(Entries taken from a collection)
——

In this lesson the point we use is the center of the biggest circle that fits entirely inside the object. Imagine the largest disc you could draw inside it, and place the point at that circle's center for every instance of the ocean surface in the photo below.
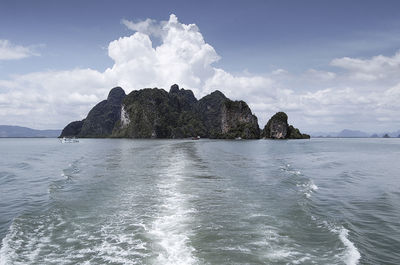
(114, 201)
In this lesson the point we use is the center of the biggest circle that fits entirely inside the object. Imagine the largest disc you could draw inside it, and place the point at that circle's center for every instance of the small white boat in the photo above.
(67, 140)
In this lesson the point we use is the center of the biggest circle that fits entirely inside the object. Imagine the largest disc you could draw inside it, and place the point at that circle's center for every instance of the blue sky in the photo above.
(252, 39)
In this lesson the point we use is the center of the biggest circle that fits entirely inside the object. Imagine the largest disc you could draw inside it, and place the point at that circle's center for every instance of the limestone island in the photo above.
(156, 113)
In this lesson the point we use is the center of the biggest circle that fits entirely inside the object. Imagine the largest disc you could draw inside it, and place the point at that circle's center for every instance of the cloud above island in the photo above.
(10, 51)
(354, 93)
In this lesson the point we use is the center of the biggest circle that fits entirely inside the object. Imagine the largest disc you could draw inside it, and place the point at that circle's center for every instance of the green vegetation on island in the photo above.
(156, 113)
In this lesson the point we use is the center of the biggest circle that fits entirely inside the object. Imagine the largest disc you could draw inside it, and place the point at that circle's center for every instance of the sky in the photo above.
(329, 65)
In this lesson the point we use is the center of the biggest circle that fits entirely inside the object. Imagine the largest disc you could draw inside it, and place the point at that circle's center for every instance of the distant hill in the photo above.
(18, 131)
(354, 134)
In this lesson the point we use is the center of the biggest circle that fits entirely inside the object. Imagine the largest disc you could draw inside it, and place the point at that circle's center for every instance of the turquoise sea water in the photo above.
(113, 201)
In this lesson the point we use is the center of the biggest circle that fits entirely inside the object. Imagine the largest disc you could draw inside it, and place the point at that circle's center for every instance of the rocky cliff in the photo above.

——

• **Activity**
An exact copy of the entries above is required; pictures are not part of it.

• **Answer below**
In this lesson the point we use is the center of the biggest circle that fits entirely inside the object. Imagine the largest disc you could draw inside it, and place the point at that circle's center for every instance of the ocean surface in the photo below.
(114, 201)
In this lesson the point we use is the center of the biggest circle that fits entirely inside the object. Imagine the largest disc you could draw inside it, and place the point at that circle's center for every instance of the small white boat in the photo above.
(67, 140)
In this lesson the point we use is the center of the biggest circle that fits entirely inside the object. Imagine the largest disc you could draw inside it, and place the point at that circle's center for every instance of the blue sky in the photo above.
(252, 39)
In this lesson the point we use is the center of the biggest circle that fits entirely inside the object. Imagine the largest disc you could draw inside it, and place the point at that circle's center for every instance of the limestone island in the photo above.
(156, 113)
In this lesson the point we use is the center of the biggest circle that fits entirely inside the object. Imagine the largest disc you could draw inside it, and place the point at that circle's center for every instance of the cloud above island in the photo above.
(10, 51)
(354, 93)
In this lesson the point we use is the center of the biggest circle that fits entirely inside the object. Imagine the largest disc you could draw inside it, and place the point at that circle's center for every instance of the green vegetation on island in the photo above.
(156, 113)
In this lesson the point we use is the center of the biggest circle that fits entirely inside the object. Imagine the largest disc you could draw inside it, and place the point at that circle's center for every instance of the sky in the photo above.
(329, 65)
In this lesson the point we use is the center of the biggest circle that fits entirely inside the object. Imagine the largest disc you could draw inside it, and place the point at that circle's center for every instance of the distant hill in the photo above.
(18, 131)
(354, 134)
In this lesson the point we use is the center of the biggest circle that fits entirely inside the object. Imagine the largest disc you could draw inside it, and place the point at that circle's center for every instance of the turquoise sea water in the photo above.
(113, 201)
In this lesson the point we use is the center of the biggest circle that fits entirely inside the object. Imagine the largest disc you could draw inside it, and place the point at that circle's center for every instance of the rocky cliff in the photo above.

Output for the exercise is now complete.